◆ Activity list:
#1 Set down everything from "When I was in" down to "of (ha ha)." in the post about the writer's childhood neighborhood, matching its wording word for word.
#2 In the post about the writer's childhood neighborhood, what was Grampa Anders missing?
#3 Carry on the post about the writer's childhood neighborhood from its last sentence.

File puptcrit/puptcrit.0811, message 381


To: puptcrit-AT-puptcrit.org
Date: Sat, 22 Nov 2008 21:25:36 GMT
Subject: [Puptcrit] Intergenerational communication


When I was in grade school, we lived on a conventional street with conventional lawns & hedges, but diagonally accross the street was an old-fashioned gray wood frame house with dirt instead of lawn, and a model T car parked to one side. An old couple lived there, and they wore old-fashioned clothes made before I was born. 

We said hello when we saw one another, but there was not any conversation to speak of (ha ha).

But just having them on our street was a big clue that older people lived their histories before my generation was invented.

Our grade school (string) puppet club had a couple of stock characters which were "Grampa and Grandma Snazzy" which the whole school knew well. They looked a lot like my old neighbors. 

A house on the corner had a lot which was big enough to accommodate a second (grandparent)  house, and we all knew the elder Mr & Mrs. Anders who lived in it. Grampa Anders was missing one eye, but did not have a glass replacement, nor did he wear a patch. We quickly got used to the hole in his face. We just understood that he had a history that was never explained.

The next house east, had a big porch with a big parrot cage, and a squawking bird was just part of the neighborhood. 

Another corner was a vacant lot full of weeds---in spring when the weeds were green, we'd stomp pathways, and larger areas which were "rooms" of an imaginary house. 

Next to this lot was a very small house where Mr & Mrs Sutherland lived---Mr Sutherland was always driving to Pool's Pharmacy to buy smelly cigars, and if we were around, we'd get to ride with him and he'd buy us penny candy which was an attraction of Pool's Pharmacy, which also boasted an old-fashioned marble and wood ice cream fountain with high stools.

◆ Extracted data:

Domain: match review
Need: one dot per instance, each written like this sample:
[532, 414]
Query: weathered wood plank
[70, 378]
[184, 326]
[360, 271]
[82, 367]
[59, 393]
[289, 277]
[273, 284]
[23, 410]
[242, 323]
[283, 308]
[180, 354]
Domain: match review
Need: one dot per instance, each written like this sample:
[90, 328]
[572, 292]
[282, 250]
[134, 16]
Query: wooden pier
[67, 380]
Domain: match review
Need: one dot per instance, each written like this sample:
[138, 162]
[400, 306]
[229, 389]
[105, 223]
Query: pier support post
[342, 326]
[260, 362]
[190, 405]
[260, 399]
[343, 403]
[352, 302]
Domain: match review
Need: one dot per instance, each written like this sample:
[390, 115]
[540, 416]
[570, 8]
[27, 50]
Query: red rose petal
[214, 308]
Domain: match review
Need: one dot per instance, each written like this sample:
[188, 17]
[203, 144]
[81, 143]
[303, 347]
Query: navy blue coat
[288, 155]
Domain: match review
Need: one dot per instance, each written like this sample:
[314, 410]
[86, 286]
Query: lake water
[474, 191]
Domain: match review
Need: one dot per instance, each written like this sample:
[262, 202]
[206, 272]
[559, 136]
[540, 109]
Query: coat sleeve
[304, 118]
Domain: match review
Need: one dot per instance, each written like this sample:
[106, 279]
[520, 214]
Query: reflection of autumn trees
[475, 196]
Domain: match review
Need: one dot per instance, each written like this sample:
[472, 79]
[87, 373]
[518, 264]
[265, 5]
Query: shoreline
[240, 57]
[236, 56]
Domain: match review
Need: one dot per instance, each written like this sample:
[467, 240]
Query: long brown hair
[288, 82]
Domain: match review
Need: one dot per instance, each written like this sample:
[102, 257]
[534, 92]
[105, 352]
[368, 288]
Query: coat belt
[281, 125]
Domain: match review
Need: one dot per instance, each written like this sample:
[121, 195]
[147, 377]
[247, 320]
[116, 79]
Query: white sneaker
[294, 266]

◆ Answers to the exercises:
#1
When I was in grade school, we lived on a conventional street with conventional lawns & hedges, but diagonally accross the street was an old-fashioned gray wood frame house with dirt instead of lawn, and a model T car parked to one side. An old couple lived there, and they wore old-fashioned clothes made before I was born. 

We said hello when we saw one another, but there was not any conversation to speak of (ha ha).

#2 One eye.

#3
Our neighborhood had lots of character and a feeling of stability even during the Great Depression--Most people in the middle class neighborhood knew they were all in the same boat financially, just barely getting by, but relatively equal.

Old folks shared their stories with young ones and we had  connection. Those were also the days when neighbors worried about whether their neighbors had dust on their furniture. Dry Cleaners were Depession Proof in those days (before wash and wear was invented). And movies thrived because they were really cheap to see. Puppet show tickets could be had for 10 cents-25 cents. A penny was worth something. You could "make do" with very little.

And there were a lot of puppet shows to see in Department Stores in downtown Los Angeles FOR FREE. 

ALAN COOK


-----Original Message-----
From: Kathleen David
Sent: Saturday, November 22, 2008 12:47 PM
To: puptcrit-AT-puptcrit.org
Subject: Re: [Puptcrit] Kennedy Assasination Day

I was at the doctor's office for my 6 week check-up.
My parents told me the story of where we were when they heard which is  
how I know
I had a history teacher in High school tell us that he felt very old  
knowing that our class held the last of the children he would teach  
that had been alive before Kennedy was killed.
My husband and I had to explain to our 17 year old why all the Kennedy  
comparisons were being made this year in discussions of the election.